▶ **The task**: Transcribe the lines of the records starting with the one that has "Each instance of the roof" in it and ending with the last, and transcribe nothing else.

Source data:
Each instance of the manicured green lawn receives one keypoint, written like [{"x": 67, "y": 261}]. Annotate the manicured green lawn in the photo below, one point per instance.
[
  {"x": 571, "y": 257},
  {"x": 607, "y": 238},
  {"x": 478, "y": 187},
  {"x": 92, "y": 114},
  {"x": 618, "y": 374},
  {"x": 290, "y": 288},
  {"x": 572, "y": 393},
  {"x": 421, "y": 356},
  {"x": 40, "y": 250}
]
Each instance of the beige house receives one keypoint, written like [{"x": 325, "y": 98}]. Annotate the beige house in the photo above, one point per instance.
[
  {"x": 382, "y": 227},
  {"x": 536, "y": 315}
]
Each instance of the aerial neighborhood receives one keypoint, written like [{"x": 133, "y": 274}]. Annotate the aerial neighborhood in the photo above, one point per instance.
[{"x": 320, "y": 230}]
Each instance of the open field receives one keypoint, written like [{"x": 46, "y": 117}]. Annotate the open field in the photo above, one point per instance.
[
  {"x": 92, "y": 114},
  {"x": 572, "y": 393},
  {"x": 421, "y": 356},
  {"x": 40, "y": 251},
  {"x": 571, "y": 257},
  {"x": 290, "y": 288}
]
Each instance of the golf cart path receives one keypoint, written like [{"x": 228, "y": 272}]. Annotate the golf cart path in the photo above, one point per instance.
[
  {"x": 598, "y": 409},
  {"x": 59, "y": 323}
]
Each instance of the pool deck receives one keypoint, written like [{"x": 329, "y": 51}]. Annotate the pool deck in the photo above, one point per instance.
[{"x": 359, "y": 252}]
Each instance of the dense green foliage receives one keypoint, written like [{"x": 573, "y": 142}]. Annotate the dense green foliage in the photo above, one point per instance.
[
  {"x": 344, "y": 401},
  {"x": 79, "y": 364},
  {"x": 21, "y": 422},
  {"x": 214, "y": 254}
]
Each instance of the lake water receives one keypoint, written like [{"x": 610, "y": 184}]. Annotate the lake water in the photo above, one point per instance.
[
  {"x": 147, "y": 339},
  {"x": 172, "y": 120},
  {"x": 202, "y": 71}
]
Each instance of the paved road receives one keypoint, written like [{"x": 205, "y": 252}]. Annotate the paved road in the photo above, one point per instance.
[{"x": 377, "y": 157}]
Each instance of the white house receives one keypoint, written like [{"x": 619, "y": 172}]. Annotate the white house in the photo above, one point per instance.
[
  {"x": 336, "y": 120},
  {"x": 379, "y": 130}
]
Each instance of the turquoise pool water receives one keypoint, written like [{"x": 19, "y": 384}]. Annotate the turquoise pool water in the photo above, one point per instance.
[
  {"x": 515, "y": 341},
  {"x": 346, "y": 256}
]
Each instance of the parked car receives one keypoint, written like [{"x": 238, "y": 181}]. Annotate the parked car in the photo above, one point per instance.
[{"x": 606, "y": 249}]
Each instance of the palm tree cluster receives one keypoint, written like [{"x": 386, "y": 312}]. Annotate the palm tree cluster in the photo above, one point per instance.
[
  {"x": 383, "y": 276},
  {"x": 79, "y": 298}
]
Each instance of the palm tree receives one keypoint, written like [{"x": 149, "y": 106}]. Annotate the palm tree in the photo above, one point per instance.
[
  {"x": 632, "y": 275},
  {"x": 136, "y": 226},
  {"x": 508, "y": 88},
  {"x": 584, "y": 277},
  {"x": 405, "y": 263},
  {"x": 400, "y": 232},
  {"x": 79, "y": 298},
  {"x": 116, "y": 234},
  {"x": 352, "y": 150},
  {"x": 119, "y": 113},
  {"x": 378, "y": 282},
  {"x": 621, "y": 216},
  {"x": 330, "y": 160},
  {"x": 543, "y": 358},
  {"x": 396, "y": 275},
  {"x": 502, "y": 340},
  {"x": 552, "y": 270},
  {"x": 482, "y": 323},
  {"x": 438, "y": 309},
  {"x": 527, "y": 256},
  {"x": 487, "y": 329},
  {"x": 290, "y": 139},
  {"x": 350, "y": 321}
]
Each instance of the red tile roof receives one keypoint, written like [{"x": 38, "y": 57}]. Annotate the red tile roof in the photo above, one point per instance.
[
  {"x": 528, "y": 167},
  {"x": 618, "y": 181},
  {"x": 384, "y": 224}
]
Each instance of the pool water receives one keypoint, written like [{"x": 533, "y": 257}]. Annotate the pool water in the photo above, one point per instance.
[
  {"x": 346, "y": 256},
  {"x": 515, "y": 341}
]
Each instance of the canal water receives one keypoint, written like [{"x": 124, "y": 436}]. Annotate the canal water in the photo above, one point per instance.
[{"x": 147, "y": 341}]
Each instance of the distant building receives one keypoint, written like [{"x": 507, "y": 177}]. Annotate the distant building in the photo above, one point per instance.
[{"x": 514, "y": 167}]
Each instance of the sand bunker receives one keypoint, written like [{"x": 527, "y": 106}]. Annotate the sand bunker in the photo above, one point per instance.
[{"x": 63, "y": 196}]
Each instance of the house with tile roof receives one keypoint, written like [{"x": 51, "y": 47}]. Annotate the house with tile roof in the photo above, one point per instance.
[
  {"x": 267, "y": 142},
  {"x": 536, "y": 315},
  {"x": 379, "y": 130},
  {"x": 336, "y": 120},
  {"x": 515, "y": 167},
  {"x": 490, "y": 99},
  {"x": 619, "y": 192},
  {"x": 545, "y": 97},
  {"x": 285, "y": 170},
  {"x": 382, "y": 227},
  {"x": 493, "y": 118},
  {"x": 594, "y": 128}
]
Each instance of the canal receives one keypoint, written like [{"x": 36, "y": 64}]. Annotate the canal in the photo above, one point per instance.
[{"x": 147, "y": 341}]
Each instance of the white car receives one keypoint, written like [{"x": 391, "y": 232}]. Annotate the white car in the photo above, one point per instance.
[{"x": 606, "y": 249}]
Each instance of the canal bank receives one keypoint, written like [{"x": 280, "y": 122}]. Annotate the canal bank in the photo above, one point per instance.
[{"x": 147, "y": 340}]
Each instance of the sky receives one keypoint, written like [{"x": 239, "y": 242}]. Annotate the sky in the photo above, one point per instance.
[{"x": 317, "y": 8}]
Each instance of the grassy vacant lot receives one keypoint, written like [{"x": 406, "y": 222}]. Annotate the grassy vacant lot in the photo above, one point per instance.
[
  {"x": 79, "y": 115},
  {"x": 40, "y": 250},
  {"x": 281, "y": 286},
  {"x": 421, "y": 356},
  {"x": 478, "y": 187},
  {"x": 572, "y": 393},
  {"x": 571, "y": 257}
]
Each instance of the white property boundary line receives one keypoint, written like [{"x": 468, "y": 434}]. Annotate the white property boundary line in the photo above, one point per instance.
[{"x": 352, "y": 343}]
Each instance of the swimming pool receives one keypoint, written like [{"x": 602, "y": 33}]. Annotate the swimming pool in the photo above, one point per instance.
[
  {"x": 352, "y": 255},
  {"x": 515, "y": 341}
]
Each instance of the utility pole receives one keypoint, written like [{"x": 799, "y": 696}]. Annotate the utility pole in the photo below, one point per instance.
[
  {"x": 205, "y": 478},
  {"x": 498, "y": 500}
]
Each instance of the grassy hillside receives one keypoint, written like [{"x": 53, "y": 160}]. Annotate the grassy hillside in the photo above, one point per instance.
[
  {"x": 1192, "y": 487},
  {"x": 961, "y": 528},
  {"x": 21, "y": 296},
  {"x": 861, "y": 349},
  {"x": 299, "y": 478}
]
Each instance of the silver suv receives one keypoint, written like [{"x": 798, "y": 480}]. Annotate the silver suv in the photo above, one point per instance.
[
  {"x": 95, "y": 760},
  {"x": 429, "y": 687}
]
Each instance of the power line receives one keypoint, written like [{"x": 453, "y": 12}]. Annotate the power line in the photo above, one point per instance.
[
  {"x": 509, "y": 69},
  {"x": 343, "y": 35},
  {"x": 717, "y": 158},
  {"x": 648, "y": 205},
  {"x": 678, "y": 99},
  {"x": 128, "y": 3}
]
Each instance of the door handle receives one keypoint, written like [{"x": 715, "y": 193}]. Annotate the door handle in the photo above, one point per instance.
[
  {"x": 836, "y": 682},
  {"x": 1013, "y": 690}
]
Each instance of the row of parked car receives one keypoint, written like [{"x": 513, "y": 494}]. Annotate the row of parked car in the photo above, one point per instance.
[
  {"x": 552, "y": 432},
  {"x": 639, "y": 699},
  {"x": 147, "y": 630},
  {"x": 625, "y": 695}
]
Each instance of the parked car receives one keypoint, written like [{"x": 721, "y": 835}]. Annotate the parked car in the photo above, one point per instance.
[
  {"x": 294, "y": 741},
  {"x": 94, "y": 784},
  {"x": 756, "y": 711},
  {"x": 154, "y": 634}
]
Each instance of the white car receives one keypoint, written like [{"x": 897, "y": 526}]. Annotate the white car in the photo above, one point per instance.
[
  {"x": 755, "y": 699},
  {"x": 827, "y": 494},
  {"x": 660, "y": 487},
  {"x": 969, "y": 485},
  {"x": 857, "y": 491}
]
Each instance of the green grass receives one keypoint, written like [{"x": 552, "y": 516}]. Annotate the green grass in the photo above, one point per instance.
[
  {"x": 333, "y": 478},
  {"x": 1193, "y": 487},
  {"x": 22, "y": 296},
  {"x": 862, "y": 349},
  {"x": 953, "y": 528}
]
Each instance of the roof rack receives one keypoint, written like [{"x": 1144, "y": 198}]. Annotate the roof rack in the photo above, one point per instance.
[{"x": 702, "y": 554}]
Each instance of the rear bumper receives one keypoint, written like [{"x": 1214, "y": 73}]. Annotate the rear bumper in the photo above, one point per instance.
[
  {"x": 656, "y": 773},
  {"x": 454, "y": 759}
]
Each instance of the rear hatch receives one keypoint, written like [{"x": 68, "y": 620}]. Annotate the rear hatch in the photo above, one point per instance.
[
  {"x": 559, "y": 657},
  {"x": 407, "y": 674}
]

▶ **Answer box**:
Each instance of the roof rack receives one keypoint, written like [{"x": 1144, "y": 198}]. Annotate the roof rack in the photo above, one point per instance.
[{"x": 702, "y": 554}]
Each instance of the rear bumper receives one keypoint, written like [{"x": 1214, "y": 73}]. Annotate the rear bumper in the photo above, one point per instance.
[
  {"x": 656, "y": 773},
  {"x": 454, "y": 759}
]
Each instance of the rear hatch receives one keypoint, written like [{"x": 68, "y": 620}]. Annotate the rear hatch in the photo above, one point per instance.
[
  {"x": 559, "y": 657},
  {"x": 407, "y": 674}
]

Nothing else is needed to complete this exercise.